-- START Given data --

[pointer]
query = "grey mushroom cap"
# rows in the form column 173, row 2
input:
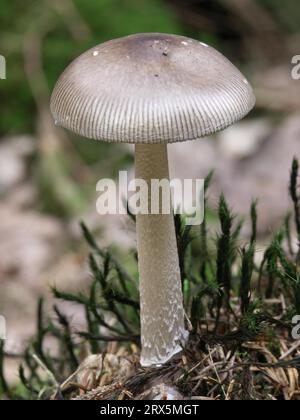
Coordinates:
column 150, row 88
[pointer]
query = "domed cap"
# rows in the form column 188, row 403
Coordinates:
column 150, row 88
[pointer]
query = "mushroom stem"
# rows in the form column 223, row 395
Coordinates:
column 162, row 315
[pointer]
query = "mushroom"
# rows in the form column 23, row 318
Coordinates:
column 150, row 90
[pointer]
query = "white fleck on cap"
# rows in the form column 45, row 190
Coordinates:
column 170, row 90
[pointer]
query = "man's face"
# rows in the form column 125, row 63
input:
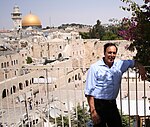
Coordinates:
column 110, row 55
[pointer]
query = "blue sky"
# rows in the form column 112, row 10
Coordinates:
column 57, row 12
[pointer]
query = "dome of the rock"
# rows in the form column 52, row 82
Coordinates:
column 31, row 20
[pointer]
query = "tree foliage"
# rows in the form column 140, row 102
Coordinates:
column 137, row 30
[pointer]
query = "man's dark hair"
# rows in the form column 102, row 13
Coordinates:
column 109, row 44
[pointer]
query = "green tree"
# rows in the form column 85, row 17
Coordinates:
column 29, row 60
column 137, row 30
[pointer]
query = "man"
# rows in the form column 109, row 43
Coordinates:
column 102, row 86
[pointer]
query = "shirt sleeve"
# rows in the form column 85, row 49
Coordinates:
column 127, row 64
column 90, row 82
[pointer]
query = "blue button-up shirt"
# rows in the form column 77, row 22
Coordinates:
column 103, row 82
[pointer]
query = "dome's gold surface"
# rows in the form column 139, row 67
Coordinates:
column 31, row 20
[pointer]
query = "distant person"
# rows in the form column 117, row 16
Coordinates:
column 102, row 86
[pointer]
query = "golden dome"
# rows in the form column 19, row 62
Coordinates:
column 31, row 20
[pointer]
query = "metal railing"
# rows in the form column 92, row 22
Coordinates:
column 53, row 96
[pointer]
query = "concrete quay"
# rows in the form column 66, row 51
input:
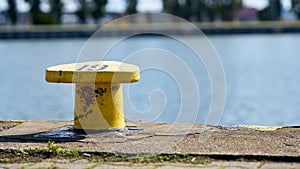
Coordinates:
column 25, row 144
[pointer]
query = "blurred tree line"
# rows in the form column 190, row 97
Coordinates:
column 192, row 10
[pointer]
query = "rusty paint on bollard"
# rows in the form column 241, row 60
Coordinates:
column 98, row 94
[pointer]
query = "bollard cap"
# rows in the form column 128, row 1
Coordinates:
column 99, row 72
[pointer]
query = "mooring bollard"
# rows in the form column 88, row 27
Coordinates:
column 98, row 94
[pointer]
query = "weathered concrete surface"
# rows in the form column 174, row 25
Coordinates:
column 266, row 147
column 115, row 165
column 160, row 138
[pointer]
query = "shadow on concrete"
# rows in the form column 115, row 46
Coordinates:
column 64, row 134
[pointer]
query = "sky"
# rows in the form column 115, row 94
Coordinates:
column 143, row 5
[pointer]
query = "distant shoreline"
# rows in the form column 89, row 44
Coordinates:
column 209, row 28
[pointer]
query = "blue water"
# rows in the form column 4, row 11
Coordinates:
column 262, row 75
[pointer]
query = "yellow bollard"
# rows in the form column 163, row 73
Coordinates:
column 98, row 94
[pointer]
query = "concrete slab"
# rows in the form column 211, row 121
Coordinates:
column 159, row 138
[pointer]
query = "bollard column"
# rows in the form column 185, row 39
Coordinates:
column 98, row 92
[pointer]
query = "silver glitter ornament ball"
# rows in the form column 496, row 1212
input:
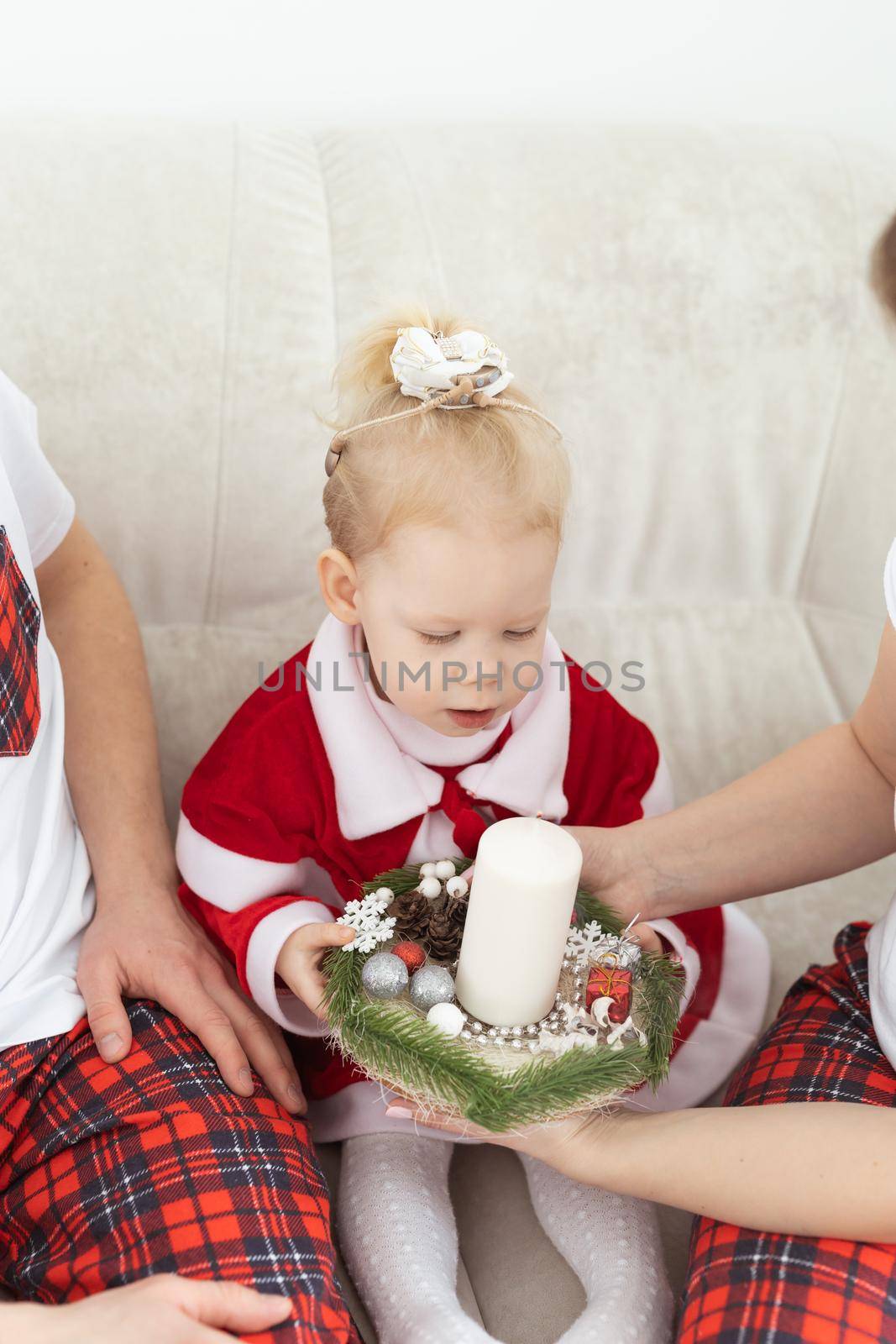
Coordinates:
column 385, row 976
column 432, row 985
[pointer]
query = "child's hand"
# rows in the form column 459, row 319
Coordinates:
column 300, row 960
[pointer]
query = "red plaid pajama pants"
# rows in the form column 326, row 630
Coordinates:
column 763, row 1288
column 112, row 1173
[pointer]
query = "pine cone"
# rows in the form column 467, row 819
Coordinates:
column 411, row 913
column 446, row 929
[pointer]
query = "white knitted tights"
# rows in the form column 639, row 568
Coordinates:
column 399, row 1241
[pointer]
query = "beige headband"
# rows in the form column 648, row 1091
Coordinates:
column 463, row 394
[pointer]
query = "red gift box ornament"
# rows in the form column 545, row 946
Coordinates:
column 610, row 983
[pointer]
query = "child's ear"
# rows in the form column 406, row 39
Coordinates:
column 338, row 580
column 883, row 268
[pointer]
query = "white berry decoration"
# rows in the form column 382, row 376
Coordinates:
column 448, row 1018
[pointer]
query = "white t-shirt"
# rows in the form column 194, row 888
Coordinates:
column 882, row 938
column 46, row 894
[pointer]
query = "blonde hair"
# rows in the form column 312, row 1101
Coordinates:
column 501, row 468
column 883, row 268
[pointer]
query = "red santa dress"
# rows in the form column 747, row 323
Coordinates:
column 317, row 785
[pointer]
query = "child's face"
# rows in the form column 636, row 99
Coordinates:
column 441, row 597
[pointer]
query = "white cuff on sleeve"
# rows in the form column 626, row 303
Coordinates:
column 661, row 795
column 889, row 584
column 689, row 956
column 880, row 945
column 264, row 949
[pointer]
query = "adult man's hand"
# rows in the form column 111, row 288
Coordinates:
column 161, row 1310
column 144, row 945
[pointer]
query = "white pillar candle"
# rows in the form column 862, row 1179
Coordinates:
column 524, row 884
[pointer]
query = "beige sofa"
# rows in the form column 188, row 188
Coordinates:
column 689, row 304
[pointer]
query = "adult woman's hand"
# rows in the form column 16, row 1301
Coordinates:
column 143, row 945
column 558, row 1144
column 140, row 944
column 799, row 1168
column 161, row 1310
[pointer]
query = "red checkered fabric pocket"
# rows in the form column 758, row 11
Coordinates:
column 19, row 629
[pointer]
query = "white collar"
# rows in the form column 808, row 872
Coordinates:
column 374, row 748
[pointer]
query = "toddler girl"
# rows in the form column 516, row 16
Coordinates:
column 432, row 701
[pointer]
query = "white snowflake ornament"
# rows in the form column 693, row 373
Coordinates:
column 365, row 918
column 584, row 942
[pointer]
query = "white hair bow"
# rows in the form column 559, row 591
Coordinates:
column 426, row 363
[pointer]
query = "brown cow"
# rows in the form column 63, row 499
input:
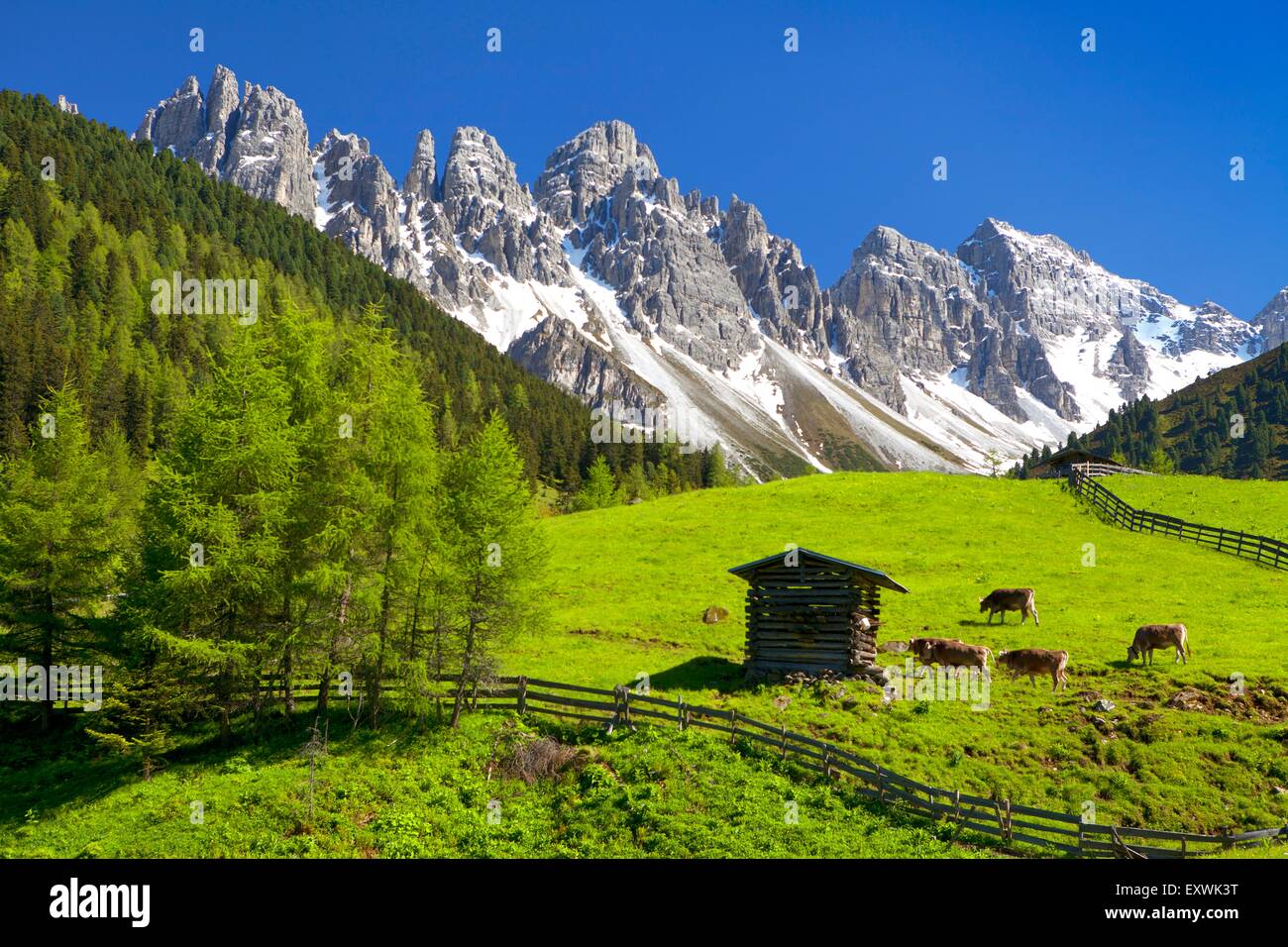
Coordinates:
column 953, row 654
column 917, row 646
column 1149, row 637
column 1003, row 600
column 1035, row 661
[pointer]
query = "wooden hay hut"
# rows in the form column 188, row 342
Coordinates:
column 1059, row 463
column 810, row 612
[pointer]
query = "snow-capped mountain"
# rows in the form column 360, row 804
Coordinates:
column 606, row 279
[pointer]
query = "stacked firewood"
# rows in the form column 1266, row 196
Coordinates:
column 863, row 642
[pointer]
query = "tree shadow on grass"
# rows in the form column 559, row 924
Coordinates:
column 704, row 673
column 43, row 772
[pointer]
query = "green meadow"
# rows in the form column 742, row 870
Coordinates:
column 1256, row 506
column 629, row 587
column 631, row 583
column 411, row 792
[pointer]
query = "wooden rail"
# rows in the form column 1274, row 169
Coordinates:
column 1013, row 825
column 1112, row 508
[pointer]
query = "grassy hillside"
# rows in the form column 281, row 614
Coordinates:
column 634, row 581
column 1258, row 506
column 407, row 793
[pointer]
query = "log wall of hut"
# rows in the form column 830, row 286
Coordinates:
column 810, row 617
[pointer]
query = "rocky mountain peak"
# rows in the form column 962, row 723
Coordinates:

-- END Given data --

Objective: Rewrite the rows starting at the very beginning and ending at the line that contains "column 90, row 82", swapping every "Coordinates" for "Points" and changing nothing else. Leave the pictures out of your answer.

Answer to this task:
[pointer]
query = "grey mushroom cap"
# rows in the form column 173, row 2
input:
Points:
column 150, row 88
[pointer]
query = "domed cap"
# rows in the form column 188, row 403
Points:
column 150, row 88
[pointer]
query = "mushroom stem"
# rows in the form column 223, row 395
Points:
column 162, row 315
[pointer]
query = "mushroom"
# rows in the form column 23, row 318
Points:
column 150, row 90
[pointer]
query = "white fleck on cap"
# rows in the form column 45, row 190
Points:
column 170, row 90
[pointer]
query = "man's face"
# rows in the form column 125, row 63
input:
Points:
column 110, row 55
[pointer]
query = "blue sky"
# rows in the form column 112, row 10
Points:
column 57, row 12
[pointer]
query = "dome of the rock"
# rows in the form column 52, row 82
Points:
column 31, row 20
[pointer]
query = "tree foliage"
# rows in the form column 140, row 102
Points:
column 137, row 30
[pointer]
query = "man's dark hair"
# rows in the form column 102, row 13
Points:
column 109, row 44
[pointer]
query = "green tree"
# rows in the form column 85, row 17
Points:
column 29, row 60
column 137, row 30
[pointer]
query = "man"
# rows in the form column 109, row 43
Points:
column 102, row 86
[pointer]
query = "shirt sleeve"
# rows in the form column 85, row 49
Points:
column 127, row 64
column 90, row 82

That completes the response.